### ASSIGNMENT 1
Answer these questions using the passage on the 2000 Utah Democratic presidential primary.
(a) During what hours did voting take place?
(b) What percentage threshold did candidates have to meet to be considered viable?
(c) What is Bill Bradley's home state?
### ASSIGNMENT 2
Translate this sentence from the passage on the 2000 Utah Democratic presidential primary into Spanish: "The Utah primary was an open primary, with any registered voter able to participate."

### EXERCISE PASSAGE
□ □ □

29 delegates to the Democratic National Convention (24 pledged, 5 unpledged) The number of pledged delegates received is determined by the popular vote
| Candidate | Al Gore | Bill Bradley (withdrawn) |
| Home state | Tennessee | New Jersey |
| Delegate count | 21 | 3 |
| Popular vote | 12,527 | 3,160 |
| Percentage | 79.86% | 20.14% |
- Primary results by county Gore: 50–60% 60–70% 70–80% 80–90%

= 2000 Utah Democratic presidential primary =

The 2000 Utah Democratic presidential primary took place on March 14, 2000, as one of two contests scheduled for the Democratic Party primaries for the 2000 presidential election, following the South Carolina caucuses the day before. The Utah primary was an open primary, with any registered voter able to participate. The primary awarded 29 delegates towards the 2000 Democratic National Convention, of which 24 were pledged delegates allocated on the basis of the results of the primary.

Continuing from his wins on Super Tuesday, Vice president Al Gore placed first by a large margin with around 79% of the vote and won 21 delegates, while Senator Bill Bradley came in second with around 20% and 3 delegates, after withdrawing the night before.

==Procedure==
Utah was one of two states that held primaries on March 10, 2000, along with Colorado.

Voting took place throughout the state from 7:00 a.m. until 8:00 p.m. In the primary, candidates had to meet a threshold of 15 percent at the congressional district or statewide level in order to be considered viable. The 24 pledged delegates to the 2000 Democratic National Convention were allocated proportionally on the basis of the results of the primary. Of these, between 5 and 6 were allocated to each of the state's 3 congressional districts and another 4 were allocated to party leaders and elected officials (PLEO delegates), in addition to 6 at-large delegates.

□ □ □

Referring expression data

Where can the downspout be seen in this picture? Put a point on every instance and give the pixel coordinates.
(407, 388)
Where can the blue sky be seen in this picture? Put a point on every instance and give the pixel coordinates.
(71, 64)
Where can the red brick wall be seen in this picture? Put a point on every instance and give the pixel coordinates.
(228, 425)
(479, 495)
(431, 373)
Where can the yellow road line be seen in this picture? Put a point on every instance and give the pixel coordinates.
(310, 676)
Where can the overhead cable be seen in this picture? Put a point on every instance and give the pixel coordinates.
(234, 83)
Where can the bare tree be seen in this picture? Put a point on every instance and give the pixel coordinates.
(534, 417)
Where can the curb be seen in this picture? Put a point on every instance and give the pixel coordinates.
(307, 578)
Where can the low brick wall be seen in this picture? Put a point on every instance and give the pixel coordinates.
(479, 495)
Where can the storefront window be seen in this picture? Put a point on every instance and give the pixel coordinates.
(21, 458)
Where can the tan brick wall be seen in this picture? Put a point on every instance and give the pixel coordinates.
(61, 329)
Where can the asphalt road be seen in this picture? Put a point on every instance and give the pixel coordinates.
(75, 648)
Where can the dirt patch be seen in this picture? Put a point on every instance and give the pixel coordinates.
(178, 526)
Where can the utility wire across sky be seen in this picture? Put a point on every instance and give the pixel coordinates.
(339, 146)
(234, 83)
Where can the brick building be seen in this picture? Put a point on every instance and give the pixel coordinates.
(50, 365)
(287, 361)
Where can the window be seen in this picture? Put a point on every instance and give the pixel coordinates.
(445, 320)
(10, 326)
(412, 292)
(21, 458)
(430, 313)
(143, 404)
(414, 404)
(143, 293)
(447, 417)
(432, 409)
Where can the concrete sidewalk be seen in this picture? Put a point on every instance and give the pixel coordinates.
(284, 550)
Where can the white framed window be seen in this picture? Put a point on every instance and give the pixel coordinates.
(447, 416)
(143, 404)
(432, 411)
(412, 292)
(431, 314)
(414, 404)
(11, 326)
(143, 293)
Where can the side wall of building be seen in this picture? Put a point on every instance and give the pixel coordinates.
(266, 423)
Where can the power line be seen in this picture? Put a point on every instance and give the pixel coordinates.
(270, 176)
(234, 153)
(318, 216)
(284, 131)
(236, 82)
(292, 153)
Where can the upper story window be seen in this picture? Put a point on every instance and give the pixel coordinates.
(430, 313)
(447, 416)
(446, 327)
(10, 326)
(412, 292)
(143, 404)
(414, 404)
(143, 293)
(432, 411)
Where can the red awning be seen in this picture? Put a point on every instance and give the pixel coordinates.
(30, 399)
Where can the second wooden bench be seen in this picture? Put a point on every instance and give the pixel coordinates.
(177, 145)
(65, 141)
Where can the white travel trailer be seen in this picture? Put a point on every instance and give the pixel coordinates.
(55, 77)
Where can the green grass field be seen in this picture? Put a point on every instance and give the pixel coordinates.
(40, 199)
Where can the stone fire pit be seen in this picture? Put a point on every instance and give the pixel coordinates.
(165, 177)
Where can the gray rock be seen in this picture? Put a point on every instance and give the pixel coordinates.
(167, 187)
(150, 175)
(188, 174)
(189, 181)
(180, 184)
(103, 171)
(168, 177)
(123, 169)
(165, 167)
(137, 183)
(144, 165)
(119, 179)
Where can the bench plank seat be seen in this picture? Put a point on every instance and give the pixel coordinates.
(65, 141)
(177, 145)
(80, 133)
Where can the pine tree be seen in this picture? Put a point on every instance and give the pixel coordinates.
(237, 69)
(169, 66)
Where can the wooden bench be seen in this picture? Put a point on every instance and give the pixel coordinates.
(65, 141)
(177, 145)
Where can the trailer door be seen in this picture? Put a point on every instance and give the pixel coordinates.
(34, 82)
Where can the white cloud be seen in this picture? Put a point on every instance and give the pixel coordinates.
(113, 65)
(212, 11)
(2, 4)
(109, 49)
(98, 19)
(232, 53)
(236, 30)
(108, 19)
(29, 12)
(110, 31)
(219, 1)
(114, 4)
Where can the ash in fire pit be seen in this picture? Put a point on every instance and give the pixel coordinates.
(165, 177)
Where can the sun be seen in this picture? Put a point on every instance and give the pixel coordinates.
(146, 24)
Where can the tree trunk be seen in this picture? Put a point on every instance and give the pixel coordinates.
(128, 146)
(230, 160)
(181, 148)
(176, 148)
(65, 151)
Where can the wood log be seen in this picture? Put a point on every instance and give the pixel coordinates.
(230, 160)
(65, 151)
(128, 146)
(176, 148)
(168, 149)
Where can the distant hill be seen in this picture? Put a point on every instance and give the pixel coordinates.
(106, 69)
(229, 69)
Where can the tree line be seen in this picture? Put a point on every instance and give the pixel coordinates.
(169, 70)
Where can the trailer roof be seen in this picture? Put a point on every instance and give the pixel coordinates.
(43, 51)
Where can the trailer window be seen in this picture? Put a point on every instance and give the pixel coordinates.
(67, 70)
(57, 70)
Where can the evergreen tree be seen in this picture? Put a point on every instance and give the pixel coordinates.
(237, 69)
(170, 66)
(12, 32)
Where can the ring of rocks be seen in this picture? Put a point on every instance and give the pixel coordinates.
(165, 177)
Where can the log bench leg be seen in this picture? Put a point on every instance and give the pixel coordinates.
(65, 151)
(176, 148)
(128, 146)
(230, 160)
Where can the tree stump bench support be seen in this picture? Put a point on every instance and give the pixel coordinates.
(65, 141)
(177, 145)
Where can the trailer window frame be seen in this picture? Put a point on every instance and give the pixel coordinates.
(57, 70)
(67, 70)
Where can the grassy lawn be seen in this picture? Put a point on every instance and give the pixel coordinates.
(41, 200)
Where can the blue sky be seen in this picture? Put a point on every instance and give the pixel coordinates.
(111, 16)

□ □ □

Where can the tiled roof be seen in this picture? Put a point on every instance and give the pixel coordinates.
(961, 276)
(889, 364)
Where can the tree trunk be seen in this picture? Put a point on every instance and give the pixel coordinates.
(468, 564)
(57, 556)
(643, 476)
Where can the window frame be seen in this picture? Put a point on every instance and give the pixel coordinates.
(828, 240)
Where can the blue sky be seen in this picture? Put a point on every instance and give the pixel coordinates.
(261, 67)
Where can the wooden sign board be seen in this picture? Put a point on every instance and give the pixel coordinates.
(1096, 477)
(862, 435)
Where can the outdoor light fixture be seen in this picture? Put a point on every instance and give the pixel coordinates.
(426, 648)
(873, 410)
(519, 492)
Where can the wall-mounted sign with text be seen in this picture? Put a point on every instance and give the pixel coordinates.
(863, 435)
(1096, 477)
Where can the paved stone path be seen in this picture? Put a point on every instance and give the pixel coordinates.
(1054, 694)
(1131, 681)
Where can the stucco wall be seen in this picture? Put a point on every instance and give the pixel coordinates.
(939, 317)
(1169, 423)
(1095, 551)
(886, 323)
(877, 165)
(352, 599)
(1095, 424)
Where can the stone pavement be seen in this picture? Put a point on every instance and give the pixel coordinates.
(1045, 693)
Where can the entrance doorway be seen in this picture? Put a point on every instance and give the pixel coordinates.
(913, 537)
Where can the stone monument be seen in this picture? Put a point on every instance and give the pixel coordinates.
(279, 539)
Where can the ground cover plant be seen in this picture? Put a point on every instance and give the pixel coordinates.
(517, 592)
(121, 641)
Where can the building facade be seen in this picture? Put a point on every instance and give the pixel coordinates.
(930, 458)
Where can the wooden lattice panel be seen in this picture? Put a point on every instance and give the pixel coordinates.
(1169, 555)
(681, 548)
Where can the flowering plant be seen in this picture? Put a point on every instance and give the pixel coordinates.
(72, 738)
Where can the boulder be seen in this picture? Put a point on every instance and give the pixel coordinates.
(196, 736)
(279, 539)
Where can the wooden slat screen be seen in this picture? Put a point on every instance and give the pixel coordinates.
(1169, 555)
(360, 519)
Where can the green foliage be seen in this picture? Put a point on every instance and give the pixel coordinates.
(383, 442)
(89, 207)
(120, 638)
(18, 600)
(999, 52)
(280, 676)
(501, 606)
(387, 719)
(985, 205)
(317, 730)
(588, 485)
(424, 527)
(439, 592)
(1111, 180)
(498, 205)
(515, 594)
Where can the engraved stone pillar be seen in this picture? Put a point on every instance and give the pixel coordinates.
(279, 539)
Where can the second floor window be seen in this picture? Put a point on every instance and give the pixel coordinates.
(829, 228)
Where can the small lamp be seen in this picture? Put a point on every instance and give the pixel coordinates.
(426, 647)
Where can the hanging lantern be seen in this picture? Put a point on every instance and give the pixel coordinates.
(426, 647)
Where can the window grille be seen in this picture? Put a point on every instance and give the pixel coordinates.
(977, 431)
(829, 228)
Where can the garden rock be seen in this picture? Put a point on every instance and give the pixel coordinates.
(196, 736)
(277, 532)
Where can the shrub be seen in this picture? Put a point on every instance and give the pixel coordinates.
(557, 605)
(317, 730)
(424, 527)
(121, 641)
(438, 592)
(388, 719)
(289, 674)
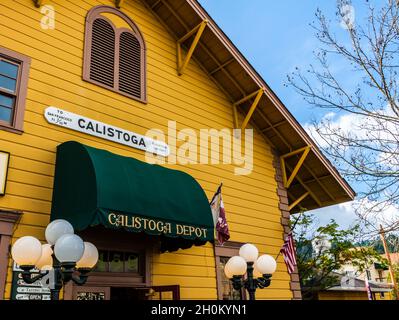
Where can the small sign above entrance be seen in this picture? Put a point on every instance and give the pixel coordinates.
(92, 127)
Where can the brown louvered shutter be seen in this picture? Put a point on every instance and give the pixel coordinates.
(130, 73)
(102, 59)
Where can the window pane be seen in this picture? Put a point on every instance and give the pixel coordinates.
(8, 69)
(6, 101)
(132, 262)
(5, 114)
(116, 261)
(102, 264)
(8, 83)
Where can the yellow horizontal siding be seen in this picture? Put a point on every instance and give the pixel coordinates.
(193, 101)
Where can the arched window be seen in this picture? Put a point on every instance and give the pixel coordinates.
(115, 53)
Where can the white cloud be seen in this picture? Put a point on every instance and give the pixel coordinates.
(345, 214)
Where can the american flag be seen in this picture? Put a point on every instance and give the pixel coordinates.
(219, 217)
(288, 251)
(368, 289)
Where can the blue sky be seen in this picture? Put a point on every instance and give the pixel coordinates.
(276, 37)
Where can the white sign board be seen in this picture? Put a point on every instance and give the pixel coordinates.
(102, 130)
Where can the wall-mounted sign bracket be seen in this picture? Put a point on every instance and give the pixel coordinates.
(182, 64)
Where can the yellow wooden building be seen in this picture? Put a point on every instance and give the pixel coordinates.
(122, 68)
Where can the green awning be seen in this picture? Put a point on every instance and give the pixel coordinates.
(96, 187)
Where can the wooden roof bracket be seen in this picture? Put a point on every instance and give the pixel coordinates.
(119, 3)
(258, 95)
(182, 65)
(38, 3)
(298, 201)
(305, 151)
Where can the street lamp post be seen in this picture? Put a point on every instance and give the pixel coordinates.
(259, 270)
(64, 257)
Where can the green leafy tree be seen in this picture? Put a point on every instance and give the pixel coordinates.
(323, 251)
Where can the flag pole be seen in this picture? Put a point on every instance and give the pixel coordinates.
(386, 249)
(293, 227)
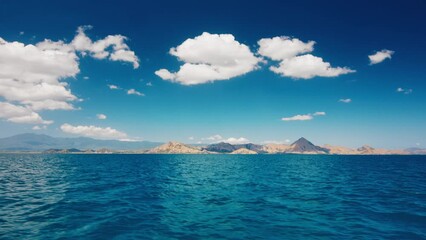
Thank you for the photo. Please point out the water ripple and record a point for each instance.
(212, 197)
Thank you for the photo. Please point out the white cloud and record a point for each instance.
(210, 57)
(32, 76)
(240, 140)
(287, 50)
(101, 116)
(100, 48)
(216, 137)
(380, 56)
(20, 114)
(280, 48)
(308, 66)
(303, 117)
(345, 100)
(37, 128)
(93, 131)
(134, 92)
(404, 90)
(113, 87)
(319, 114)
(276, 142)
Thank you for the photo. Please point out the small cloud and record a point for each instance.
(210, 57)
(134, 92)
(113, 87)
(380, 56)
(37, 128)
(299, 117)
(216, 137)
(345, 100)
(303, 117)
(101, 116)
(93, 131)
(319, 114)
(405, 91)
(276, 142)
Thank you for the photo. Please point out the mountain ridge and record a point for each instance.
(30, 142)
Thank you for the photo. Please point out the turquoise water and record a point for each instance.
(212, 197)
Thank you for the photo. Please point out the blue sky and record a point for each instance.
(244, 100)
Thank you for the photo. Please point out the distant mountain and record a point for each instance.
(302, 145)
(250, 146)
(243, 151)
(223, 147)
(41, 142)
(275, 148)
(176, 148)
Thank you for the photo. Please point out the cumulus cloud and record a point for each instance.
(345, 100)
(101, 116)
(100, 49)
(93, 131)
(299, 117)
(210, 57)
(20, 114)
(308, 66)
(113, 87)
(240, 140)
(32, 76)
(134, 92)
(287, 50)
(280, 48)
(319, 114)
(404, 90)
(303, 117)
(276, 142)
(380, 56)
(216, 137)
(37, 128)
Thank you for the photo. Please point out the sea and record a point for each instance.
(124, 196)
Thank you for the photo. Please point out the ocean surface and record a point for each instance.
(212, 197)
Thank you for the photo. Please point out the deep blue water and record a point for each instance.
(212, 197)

□ □ □

### RESPONSE BOX 1
(a) From 7:00 a.m. until 8:00 p.m.
(b) 15 percent, at the congressional district or statewide level.
(c) New Jersey.

### RESPONSE BOX 2
Las primarias de Utah fueron unas primarias abiertas, en las que cualquier votante registrado podía participar.